### INSTRUCTIONS TO FOLLOW
From the material below, pull out every line that contains the word "grass" and copy each one unchanged.

Region annotation entries
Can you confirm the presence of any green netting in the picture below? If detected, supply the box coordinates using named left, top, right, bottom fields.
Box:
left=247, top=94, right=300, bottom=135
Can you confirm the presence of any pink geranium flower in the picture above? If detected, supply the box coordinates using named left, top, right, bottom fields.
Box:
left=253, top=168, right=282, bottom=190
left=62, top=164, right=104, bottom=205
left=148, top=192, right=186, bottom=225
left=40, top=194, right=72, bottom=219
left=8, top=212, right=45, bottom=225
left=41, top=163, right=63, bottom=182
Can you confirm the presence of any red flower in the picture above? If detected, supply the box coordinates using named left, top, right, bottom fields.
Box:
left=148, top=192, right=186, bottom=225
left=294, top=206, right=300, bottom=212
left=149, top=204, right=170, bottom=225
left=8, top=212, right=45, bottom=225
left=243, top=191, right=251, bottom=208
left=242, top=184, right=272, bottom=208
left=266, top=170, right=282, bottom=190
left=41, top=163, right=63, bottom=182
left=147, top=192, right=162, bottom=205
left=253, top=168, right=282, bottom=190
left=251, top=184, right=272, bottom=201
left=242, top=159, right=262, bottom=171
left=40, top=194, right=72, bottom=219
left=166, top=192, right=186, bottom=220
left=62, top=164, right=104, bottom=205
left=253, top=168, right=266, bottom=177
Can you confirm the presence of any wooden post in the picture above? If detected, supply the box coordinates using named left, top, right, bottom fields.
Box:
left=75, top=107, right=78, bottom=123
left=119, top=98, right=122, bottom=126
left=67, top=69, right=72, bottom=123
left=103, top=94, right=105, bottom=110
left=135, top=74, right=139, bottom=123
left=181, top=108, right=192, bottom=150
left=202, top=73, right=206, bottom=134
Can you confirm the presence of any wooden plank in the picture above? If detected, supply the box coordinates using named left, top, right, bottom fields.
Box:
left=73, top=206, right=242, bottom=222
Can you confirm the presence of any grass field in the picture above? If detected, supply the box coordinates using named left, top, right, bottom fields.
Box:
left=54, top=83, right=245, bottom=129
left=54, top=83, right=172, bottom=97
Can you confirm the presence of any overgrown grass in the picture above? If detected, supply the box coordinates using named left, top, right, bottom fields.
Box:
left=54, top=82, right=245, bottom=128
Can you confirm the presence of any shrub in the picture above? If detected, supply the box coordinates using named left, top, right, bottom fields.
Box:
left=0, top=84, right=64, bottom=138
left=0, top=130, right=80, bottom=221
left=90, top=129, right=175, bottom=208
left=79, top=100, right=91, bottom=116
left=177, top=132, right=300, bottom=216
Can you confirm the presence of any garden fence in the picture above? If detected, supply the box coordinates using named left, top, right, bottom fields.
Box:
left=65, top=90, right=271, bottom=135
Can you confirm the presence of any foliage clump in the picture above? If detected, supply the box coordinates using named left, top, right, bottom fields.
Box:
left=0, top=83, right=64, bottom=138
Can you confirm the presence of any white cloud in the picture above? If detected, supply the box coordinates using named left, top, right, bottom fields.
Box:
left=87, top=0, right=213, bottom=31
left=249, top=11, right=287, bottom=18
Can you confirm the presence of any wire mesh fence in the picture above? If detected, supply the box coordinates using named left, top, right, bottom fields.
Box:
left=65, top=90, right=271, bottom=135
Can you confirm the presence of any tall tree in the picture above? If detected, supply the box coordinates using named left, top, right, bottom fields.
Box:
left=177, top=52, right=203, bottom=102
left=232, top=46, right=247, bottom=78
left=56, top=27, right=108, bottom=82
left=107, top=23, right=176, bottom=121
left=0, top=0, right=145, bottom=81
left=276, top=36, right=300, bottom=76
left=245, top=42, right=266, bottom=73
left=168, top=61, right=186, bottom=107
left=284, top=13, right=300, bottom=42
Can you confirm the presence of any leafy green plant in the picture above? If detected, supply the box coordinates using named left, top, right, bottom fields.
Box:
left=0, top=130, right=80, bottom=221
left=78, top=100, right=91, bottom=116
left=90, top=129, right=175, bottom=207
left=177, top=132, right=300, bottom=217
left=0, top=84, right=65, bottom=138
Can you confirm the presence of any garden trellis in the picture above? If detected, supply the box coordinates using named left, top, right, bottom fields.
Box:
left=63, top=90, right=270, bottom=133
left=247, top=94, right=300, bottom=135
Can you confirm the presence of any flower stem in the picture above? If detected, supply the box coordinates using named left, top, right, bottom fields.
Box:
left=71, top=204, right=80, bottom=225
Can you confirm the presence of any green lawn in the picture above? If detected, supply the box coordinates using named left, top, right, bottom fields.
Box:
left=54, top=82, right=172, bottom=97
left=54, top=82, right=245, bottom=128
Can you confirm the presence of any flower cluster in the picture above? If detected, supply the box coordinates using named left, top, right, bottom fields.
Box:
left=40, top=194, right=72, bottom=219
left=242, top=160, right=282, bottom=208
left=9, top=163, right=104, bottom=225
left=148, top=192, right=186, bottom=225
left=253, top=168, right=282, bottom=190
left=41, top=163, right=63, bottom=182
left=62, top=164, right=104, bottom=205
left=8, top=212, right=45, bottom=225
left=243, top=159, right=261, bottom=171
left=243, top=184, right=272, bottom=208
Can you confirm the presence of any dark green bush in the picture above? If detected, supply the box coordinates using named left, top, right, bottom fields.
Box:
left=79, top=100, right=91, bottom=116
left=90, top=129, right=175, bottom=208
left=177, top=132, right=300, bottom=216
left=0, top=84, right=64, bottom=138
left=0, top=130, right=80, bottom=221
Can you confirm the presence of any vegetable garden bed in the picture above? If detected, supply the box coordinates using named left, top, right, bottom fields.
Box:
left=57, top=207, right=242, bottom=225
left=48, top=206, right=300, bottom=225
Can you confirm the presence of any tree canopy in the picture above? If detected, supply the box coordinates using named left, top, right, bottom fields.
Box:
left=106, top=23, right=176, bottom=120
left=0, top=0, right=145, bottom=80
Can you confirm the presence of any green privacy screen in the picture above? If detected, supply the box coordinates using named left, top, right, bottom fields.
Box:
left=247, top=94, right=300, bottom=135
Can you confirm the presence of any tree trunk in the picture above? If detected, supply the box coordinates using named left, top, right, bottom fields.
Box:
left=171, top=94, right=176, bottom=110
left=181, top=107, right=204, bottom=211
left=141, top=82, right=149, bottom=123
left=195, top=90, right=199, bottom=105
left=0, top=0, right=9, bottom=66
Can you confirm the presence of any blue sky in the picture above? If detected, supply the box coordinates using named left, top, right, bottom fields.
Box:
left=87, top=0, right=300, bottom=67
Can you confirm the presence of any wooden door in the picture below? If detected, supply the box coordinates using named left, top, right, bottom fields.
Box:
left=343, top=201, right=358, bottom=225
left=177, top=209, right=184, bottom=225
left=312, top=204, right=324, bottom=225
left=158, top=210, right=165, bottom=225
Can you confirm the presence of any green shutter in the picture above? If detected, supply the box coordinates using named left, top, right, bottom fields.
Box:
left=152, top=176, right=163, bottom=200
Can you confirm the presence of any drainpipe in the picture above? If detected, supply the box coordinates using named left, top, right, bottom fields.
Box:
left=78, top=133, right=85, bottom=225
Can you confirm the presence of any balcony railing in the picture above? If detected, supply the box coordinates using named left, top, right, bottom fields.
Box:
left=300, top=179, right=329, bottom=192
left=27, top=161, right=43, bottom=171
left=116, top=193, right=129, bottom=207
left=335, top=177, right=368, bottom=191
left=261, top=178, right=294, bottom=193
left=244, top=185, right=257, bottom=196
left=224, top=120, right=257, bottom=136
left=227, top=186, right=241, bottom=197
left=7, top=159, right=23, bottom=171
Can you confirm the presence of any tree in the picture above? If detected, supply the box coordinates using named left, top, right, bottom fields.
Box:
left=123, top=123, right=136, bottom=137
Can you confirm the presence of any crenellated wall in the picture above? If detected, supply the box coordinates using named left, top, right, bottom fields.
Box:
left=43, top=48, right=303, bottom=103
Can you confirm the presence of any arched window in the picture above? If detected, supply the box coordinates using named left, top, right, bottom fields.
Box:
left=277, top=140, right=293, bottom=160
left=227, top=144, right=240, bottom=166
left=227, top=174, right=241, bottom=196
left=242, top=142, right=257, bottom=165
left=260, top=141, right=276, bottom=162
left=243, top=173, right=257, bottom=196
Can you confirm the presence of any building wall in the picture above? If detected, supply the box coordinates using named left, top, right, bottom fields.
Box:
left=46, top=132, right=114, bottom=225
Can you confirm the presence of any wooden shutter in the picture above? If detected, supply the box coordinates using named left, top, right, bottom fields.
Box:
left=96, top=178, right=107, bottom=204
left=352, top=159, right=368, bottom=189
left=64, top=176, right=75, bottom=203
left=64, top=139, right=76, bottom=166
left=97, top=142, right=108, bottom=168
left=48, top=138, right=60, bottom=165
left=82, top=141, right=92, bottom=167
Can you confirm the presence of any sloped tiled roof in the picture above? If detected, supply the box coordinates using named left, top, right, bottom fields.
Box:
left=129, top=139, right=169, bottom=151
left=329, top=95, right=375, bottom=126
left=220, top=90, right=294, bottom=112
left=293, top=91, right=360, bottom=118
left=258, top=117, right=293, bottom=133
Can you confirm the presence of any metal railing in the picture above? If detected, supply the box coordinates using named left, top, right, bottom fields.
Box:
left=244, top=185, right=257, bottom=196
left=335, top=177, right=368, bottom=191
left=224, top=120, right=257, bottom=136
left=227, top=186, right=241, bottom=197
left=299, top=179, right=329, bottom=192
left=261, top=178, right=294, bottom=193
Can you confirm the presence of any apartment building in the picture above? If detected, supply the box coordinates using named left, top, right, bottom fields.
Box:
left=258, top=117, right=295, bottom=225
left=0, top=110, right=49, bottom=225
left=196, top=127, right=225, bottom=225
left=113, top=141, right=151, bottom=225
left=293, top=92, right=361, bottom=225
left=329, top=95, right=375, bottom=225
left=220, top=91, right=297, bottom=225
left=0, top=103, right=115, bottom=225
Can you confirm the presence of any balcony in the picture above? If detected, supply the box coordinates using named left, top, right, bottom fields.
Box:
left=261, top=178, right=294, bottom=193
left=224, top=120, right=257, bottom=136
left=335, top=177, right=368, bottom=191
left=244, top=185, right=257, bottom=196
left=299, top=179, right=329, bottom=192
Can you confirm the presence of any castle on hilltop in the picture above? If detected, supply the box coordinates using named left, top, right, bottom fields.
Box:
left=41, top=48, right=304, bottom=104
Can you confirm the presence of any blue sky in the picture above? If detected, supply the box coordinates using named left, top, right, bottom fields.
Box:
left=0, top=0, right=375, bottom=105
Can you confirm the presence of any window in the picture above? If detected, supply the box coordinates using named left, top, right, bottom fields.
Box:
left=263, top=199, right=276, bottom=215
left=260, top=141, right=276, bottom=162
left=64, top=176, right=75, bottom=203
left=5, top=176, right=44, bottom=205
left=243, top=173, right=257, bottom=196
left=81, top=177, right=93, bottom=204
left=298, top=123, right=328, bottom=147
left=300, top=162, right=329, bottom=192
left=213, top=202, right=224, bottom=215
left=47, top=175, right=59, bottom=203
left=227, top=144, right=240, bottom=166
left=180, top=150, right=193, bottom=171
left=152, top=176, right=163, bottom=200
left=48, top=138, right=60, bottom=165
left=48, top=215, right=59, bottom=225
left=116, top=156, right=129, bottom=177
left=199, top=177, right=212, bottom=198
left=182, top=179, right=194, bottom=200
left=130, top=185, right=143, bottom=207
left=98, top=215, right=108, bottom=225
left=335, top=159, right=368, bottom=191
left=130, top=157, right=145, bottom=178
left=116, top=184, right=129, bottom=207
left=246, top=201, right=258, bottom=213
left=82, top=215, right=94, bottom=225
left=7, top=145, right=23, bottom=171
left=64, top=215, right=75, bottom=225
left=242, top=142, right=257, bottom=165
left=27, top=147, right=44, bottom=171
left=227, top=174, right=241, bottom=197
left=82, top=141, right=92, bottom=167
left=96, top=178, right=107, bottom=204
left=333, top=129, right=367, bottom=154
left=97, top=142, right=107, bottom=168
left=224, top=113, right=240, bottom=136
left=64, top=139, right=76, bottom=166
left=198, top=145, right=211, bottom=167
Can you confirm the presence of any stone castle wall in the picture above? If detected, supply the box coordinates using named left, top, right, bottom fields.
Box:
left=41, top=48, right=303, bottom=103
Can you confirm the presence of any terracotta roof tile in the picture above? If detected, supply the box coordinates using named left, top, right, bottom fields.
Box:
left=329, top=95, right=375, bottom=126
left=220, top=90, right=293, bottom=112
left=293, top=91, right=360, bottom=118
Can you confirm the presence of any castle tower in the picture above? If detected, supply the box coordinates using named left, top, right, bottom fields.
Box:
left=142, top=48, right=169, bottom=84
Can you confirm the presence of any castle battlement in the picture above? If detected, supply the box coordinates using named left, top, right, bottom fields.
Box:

### SOLVED EXERCISE
Can you confirm the presence of any grass field in the picture above? If detected, supply the box coordinates using named left, top, right, bottom fields.
Can you confirm the presence of any overgrown grass in the picture above? If detected, supply the box coordinates using named left, top, right, bottom fields.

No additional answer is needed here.